The exercise:
Please count the lines in the entries below that contain the word "commercial". Reply with that number alone.

::::

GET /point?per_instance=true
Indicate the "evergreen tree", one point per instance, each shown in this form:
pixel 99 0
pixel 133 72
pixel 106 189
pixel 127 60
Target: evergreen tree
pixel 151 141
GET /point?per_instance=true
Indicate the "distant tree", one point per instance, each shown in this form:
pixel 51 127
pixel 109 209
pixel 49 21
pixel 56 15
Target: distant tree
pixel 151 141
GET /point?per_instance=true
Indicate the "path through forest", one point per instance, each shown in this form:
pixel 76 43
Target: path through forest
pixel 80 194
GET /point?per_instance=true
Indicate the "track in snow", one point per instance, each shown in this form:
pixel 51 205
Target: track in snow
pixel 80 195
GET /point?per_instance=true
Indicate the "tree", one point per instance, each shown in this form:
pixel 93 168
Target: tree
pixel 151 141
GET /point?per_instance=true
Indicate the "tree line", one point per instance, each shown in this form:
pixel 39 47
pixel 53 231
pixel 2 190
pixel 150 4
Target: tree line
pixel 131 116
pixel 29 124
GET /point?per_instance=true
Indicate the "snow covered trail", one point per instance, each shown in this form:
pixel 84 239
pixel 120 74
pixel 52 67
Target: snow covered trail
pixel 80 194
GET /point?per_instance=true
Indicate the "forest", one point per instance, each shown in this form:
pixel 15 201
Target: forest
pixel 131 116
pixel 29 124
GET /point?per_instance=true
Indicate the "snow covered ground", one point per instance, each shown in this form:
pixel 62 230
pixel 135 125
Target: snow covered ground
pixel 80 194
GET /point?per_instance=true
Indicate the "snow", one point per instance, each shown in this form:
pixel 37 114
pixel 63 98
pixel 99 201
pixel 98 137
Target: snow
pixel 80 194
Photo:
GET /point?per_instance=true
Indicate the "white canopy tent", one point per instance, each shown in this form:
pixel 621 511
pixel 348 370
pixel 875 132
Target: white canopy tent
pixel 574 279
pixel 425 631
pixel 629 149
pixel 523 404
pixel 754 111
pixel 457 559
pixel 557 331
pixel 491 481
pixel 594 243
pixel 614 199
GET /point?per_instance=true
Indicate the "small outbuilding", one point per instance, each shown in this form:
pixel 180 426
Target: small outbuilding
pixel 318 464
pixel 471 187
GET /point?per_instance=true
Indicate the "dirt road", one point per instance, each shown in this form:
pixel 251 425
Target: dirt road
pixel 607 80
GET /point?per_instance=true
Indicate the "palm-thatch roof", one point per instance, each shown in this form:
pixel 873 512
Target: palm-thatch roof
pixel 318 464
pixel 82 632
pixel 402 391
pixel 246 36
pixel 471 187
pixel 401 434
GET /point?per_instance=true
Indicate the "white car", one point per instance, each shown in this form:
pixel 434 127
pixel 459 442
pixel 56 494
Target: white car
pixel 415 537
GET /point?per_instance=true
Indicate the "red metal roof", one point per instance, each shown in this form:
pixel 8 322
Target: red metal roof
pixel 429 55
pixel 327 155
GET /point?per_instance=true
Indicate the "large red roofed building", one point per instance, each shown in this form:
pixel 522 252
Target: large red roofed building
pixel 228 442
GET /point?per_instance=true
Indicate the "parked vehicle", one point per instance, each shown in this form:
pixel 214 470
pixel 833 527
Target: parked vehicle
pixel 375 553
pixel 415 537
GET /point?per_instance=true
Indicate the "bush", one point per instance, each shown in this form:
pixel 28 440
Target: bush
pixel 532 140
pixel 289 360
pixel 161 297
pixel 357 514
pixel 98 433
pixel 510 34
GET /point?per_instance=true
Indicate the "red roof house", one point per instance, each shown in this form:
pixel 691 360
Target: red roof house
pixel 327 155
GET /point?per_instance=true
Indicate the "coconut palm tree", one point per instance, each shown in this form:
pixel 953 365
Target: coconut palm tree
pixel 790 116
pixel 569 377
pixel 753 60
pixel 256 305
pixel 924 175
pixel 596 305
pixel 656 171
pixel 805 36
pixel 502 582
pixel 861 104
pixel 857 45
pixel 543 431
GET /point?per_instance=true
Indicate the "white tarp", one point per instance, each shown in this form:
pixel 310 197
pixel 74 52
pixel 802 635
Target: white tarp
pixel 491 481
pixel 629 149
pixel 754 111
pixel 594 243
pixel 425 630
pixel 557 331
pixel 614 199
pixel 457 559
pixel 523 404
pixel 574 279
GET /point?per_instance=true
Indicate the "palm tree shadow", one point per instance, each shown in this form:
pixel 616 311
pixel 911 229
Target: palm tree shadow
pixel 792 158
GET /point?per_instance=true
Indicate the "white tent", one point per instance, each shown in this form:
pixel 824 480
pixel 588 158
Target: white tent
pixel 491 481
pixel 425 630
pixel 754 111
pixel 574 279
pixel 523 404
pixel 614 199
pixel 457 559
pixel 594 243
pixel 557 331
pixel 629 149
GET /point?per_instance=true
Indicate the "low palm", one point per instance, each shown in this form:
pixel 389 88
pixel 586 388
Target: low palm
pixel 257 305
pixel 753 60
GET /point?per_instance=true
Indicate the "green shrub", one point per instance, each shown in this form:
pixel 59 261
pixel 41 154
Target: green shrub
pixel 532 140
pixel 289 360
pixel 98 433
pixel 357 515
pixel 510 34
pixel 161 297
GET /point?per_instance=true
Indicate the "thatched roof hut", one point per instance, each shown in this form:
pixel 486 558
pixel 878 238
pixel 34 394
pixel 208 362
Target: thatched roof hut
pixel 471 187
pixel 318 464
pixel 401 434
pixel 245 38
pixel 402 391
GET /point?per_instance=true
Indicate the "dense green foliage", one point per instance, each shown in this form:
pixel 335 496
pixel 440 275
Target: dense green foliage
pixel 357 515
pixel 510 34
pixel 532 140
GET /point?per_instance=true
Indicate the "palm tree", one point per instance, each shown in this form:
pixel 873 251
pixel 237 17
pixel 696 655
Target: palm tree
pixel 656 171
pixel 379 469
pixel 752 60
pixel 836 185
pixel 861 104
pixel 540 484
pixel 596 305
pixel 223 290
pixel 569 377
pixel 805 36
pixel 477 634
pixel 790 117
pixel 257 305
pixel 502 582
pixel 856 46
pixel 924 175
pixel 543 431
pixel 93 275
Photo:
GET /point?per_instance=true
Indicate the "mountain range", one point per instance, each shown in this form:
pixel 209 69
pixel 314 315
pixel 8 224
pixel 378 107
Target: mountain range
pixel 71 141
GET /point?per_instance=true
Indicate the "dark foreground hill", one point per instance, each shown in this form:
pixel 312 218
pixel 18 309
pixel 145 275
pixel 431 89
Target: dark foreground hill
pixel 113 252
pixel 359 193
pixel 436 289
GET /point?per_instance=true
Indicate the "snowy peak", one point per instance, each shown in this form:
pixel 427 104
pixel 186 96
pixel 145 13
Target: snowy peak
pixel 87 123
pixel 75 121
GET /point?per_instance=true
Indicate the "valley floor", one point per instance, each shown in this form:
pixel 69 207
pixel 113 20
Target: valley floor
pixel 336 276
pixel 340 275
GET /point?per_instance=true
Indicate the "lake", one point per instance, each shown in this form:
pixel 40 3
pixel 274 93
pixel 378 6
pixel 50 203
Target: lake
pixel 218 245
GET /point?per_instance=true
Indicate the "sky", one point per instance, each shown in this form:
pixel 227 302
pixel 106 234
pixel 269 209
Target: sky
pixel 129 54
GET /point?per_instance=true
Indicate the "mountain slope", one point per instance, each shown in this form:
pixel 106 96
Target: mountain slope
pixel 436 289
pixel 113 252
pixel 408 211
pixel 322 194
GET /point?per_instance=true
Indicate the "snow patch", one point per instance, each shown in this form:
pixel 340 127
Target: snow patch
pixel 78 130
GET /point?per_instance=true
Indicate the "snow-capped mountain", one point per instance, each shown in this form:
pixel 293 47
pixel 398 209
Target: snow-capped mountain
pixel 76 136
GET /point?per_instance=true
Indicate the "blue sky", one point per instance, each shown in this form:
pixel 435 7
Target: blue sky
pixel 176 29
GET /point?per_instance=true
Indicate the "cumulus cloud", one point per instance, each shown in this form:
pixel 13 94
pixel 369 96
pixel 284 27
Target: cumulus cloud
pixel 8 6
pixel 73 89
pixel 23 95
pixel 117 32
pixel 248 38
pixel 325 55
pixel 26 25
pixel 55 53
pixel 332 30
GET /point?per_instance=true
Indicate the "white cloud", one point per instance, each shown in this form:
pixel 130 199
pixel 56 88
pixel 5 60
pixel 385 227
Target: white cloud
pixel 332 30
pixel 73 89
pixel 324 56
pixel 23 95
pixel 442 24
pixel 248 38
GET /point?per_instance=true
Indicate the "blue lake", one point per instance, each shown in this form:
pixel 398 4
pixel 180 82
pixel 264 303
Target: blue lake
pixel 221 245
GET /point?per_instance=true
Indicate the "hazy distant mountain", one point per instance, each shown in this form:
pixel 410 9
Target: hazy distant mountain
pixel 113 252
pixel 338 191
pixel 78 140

::::

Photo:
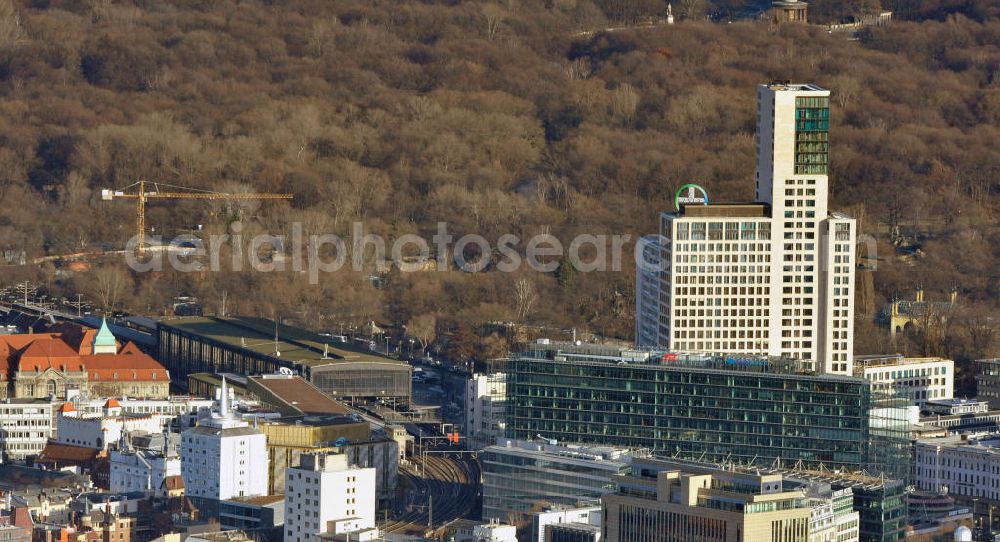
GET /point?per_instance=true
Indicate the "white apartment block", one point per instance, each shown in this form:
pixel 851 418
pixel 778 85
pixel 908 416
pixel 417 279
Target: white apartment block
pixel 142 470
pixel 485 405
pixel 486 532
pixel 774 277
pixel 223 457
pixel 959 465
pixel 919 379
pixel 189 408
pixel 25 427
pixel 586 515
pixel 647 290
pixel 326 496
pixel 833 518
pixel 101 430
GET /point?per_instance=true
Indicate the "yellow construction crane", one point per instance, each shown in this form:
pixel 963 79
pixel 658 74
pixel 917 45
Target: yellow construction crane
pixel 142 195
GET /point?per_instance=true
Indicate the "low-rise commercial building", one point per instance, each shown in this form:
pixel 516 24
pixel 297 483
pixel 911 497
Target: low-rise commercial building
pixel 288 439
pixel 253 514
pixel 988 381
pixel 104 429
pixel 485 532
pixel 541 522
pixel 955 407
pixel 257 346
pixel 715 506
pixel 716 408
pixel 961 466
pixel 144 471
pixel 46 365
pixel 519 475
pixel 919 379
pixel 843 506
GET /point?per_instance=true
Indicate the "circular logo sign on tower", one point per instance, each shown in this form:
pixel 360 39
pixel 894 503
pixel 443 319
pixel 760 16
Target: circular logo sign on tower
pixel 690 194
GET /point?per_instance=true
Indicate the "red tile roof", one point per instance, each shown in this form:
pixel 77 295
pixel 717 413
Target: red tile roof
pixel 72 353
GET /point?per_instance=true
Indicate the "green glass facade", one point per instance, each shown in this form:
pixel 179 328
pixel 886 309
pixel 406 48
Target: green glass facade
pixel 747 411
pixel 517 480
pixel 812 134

::::

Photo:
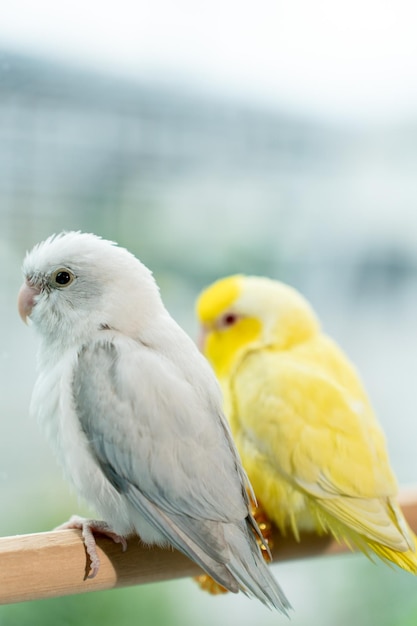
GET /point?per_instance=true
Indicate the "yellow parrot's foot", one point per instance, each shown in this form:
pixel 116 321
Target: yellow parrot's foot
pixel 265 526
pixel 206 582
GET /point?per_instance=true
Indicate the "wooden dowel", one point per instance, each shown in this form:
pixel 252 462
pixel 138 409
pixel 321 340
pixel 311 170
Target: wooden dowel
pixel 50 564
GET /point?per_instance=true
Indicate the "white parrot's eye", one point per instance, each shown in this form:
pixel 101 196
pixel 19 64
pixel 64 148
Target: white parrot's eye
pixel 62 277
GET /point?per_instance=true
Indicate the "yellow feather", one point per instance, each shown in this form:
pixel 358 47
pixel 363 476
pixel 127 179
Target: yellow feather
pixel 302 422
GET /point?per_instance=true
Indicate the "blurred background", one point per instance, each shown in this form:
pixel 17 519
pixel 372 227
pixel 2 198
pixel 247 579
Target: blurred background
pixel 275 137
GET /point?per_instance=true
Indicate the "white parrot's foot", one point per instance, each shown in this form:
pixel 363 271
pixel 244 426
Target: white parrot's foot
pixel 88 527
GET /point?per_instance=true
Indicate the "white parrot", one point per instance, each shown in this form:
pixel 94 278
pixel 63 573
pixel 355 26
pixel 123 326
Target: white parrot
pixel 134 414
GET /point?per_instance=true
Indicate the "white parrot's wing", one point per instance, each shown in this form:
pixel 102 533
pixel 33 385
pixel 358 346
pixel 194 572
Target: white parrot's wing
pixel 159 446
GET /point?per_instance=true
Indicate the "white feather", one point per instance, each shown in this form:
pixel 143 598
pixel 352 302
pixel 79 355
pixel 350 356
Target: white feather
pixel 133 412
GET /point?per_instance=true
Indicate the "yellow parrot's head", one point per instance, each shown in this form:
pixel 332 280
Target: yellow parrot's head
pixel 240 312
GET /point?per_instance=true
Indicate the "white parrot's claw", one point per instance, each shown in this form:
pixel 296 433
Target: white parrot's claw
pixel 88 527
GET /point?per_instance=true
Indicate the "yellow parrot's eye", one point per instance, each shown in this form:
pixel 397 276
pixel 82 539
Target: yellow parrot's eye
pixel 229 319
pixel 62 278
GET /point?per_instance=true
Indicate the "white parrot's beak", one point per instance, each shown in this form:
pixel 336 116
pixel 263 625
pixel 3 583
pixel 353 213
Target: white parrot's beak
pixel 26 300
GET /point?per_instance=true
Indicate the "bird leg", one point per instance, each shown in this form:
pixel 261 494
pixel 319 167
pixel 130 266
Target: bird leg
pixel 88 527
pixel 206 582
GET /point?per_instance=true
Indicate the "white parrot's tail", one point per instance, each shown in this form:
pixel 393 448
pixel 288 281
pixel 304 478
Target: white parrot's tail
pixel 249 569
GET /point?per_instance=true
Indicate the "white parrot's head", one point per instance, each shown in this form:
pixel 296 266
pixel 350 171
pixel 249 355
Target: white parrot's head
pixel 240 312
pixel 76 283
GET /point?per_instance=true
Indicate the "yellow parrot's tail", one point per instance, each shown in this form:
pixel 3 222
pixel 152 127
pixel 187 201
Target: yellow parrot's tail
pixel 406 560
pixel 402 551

::::

Answer to the task:
2